• _AVAILABLE DATA_
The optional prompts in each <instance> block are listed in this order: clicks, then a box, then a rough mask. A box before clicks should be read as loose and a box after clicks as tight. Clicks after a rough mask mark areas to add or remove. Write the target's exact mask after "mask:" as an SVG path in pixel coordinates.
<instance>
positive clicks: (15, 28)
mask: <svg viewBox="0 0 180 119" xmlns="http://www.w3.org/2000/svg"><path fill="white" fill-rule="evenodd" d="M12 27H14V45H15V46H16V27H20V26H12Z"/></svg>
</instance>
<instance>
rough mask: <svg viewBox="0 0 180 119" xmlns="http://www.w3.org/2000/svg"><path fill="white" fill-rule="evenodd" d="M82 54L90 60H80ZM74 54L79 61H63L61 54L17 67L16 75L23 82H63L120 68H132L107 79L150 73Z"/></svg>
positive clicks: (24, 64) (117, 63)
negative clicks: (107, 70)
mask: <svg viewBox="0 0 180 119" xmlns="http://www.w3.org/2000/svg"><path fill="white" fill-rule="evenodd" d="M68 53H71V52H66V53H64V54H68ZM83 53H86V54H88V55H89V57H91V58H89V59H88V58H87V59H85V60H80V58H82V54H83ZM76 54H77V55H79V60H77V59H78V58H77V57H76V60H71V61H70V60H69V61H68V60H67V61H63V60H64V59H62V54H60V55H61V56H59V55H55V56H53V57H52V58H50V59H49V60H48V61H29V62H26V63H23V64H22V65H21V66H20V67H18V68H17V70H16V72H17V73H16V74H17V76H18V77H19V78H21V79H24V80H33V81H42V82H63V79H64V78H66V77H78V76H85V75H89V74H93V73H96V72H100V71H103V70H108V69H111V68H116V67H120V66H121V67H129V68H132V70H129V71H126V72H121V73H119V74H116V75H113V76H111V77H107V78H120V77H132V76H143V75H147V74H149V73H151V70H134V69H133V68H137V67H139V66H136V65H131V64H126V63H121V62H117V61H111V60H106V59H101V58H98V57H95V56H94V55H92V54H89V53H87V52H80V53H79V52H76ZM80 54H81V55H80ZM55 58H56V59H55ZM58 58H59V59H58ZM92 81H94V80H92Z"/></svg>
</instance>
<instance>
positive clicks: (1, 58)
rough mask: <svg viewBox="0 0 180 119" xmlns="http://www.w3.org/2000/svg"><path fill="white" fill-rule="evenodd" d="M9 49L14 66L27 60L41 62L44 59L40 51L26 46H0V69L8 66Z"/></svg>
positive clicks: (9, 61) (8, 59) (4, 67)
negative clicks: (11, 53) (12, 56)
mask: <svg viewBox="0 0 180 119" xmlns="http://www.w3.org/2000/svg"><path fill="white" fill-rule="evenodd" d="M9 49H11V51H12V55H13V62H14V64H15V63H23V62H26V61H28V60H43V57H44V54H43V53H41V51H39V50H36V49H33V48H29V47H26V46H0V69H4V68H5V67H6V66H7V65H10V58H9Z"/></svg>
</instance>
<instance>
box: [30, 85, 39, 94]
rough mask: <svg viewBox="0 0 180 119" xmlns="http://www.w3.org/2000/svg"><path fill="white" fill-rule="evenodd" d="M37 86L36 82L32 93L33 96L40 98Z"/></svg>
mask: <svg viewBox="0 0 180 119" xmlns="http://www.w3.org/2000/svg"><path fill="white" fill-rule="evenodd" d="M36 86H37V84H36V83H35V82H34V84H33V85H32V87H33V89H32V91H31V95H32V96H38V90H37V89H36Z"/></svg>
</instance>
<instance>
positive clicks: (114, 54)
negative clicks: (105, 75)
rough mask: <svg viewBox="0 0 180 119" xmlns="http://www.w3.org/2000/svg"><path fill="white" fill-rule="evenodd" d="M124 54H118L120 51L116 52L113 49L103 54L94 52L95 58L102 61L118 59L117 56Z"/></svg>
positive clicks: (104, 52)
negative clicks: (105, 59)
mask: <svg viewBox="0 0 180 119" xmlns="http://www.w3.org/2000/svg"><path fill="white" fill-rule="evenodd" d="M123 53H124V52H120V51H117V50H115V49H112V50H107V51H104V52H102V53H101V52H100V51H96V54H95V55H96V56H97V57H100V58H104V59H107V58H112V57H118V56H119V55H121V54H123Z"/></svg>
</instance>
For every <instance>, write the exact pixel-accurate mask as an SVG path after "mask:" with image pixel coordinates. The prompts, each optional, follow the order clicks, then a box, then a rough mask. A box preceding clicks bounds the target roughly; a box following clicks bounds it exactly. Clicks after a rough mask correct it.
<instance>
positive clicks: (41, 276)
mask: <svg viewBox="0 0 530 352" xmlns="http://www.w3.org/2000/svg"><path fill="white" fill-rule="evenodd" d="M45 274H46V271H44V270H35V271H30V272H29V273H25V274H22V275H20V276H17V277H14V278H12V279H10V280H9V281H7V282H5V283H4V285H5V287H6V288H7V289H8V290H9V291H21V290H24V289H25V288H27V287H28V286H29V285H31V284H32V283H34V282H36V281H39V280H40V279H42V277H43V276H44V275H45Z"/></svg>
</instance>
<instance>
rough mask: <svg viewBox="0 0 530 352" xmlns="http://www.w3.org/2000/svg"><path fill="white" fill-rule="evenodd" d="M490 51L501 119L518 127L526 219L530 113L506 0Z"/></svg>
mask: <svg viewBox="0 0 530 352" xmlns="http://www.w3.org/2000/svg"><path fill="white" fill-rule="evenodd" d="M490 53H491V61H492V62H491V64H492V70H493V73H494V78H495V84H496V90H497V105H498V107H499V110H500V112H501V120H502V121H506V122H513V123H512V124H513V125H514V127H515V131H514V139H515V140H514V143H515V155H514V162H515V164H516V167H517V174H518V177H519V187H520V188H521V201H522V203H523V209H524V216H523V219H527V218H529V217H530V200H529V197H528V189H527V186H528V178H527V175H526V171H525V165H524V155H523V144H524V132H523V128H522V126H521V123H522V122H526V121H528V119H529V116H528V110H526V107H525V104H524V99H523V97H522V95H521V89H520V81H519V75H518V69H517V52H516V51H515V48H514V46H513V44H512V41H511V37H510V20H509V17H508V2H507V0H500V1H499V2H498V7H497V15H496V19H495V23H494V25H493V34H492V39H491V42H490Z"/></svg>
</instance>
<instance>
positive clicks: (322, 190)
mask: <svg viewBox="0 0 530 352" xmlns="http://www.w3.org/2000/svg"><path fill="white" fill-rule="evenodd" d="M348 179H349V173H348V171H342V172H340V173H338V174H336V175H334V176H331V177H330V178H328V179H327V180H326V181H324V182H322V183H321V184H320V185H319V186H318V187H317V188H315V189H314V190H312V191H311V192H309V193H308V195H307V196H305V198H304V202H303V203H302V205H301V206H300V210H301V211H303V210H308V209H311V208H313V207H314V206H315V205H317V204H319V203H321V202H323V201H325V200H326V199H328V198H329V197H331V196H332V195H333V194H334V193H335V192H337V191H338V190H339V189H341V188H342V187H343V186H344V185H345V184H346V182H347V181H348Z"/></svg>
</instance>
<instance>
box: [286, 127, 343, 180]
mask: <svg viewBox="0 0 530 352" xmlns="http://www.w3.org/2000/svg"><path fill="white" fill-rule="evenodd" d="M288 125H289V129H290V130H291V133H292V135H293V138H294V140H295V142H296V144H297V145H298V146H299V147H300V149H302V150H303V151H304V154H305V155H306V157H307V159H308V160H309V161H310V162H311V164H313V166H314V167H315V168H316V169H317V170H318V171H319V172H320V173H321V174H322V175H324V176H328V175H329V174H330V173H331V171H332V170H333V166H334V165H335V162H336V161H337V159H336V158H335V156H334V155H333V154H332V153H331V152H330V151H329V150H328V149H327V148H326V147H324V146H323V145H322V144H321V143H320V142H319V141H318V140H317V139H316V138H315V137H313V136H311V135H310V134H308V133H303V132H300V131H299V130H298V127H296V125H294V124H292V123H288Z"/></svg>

• _WORK ORDER_
Look through the listing and return each line containing the word "exact".

• _OUTPUT OF THE EXERCISE_
The optional prompts in each <instance> block are listed in this order: clicks, then a box, then a rough mask. A box before clicks should be read as loose and a box after clicks as tight. Clicks after a rough mask mark areas to add or remove. Write the target's exact mask after "mask:" as an SVG path in pixel coordinates.
For every <instance>, write the exact pixel-accurate mask as an SVG path after "mask:" with image pixel coordinates. The prompts, each optional, follow the order clicks, then a box, then a rough mask. A box preceding clicks bounds the target roughly; a box following clicks bounds it exactly. Clicks after a rough mask correct it.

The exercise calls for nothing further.